• Requirements:
Return, word for word, the lines of the listing below, starting at the line that contains "Every instance of the tackling" and ending at the final line of the listing, with both of those lines included.

'''

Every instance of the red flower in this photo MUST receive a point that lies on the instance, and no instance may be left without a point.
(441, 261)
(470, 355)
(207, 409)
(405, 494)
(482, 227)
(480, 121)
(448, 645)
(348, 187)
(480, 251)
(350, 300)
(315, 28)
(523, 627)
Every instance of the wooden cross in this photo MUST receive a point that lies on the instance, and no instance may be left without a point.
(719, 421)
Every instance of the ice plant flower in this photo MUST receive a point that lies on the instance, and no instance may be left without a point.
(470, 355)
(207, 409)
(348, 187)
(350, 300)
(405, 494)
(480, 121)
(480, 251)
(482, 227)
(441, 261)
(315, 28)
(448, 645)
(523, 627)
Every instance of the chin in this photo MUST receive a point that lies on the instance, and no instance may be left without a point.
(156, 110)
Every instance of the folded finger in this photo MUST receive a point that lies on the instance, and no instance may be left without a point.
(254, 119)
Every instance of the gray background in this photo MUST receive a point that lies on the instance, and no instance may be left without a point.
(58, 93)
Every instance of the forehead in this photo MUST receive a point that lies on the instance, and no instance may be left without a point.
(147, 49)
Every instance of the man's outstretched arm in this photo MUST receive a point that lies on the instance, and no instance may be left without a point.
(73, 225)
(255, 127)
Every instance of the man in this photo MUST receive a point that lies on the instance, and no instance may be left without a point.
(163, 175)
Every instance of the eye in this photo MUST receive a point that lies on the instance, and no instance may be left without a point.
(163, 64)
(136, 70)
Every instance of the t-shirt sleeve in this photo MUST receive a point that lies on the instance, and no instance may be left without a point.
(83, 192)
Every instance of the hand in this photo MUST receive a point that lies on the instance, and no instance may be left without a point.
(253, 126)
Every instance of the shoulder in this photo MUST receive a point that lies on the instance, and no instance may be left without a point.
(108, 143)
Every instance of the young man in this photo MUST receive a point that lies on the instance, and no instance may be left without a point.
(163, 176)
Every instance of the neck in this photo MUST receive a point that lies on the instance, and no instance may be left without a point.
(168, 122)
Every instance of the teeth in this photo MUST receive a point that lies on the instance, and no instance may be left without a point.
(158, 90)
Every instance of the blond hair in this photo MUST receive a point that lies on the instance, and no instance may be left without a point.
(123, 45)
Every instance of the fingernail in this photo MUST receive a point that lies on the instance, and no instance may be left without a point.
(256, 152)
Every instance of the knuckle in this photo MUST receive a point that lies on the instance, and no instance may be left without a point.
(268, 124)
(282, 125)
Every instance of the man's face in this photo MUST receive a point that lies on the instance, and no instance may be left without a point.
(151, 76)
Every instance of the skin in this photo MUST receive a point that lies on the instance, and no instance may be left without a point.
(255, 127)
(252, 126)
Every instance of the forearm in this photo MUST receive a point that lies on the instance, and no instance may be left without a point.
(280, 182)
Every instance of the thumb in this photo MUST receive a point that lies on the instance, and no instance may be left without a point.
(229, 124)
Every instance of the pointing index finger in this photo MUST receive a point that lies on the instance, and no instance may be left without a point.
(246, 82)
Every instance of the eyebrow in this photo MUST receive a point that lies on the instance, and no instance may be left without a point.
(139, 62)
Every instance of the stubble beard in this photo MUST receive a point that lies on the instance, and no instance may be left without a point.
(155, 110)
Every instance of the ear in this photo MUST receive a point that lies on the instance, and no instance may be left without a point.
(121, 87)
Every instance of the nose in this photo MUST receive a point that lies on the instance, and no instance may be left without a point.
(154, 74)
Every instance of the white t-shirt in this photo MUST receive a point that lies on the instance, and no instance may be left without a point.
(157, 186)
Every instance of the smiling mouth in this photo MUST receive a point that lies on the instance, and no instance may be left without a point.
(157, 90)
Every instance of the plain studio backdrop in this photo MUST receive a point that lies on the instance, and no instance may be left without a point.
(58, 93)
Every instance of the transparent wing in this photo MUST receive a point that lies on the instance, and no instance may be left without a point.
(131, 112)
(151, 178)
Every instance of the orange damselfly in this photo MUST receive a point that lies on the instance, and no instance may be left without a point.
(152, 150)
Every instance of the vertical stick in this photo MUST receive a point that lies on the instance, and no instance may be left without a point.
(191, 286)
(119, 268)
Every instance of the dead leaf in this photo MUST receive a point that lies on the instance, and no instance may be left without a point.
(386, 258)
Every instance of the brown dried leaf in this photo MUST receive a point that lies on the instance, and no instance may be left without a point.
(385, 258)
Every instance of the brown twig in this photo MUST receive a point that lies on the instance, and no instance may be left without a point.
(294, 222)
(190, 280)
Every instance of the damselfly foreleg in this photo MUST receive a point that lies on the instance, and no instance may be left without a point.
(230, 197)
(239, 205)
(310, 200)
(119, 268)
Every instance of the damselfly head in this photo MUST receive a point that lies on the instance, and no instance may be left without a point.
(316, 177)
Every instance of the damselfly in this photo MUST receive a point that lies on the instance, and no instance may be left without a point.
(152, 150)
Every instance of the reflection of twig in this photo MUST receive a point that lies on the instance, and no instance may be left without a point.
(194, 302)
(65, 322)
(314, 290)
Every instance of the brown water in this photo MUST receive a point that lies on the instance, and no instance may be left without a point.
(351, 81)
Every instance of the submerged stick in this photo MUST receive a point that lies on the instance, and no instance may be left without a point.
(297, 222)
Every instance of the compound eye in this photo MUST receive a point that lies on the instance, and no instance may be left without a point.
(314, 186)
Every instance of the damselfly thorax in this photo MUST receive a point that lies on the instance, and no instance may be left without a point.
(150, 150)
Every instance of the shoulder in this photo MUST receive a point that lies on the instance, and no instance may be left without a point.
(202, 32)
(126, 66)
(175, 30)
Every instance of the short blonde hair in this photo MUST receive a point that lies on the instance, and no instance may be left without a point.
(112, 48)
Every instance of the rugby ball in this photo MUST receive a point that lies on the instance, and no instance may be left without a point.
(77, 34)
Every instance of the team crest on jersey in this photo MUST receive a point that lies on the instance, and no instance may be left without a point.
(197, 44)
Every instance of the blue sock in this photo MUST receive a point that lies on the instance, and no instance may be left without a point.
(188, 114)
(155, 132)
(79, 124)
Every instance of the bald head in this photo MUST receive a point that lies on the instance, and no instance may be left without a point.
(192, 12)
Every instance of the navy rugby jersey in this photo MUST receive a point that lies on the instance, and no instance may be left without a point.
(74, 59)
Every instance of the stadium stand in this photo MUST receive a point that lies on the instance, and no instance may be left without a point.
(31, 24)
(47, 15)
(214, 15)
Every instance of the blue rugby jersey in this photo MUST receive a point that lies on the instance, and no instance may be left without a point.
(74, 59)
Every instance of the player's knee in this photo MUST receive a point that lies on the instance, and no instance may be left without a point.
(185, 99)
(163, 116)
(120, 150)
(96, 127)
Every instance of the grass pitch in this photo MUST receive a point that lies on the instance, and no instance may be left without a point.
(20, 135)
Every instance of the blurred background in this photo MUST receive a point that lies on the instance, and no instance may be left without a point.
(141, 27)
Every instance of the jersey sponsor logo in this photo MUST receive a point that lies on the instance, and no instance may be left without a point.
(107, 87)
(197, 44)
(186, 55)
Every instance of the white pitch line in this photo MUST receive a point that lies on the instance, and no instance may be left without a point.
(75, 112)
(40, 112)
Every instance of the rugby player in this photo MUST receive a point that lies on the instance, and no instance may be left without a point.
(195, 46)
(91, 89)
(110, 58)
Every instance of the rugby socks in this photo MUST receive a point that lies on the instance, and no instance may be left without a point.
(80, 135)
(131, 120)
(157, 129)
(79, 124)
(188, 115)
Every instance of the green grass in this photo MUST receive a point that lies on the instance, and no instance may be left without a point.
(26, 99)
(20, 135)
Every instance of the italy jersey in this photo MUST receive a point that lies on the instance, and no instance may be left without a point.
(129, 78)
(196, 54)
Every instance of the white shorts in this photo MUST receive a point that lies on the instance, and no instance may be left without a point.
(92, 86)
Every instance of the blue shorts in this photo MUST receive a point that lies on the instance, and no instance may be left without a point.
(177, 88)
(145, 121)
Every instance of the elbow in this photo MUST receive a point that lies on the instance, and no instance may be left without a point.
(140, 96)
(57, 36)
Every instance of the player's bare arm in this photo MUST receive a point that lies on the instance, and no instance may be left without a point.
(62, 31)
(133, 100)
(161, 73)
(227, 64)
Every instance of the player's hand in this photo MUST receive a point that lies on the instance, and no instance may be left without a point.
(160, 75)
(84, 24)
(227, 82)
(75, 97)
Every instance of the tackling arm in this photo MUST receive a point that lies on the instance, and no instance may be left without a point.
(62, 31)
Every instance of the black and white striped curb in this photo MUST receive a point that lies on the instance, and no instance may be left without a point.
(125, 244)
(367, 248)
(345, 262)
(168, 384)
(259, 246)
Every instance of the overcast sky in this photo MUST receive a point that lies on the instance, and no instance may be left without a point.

'''

• Full answer:
Every instance of the tackling arm in this photo MUST receive a point that lies on the instance, and no instance may be left without a point.
(62, 31)
Every instance of the black and white striped curb in this photo MUST receive a point that lies on the instance, and no instance may be left without a point.
(125, 244)
(367, 248)
(345, 262)
(168, 384)
(259, 246)
Every instance of the overcast sky in this photo MUST receive a point that lies on the instance, and no instance may be left without a point.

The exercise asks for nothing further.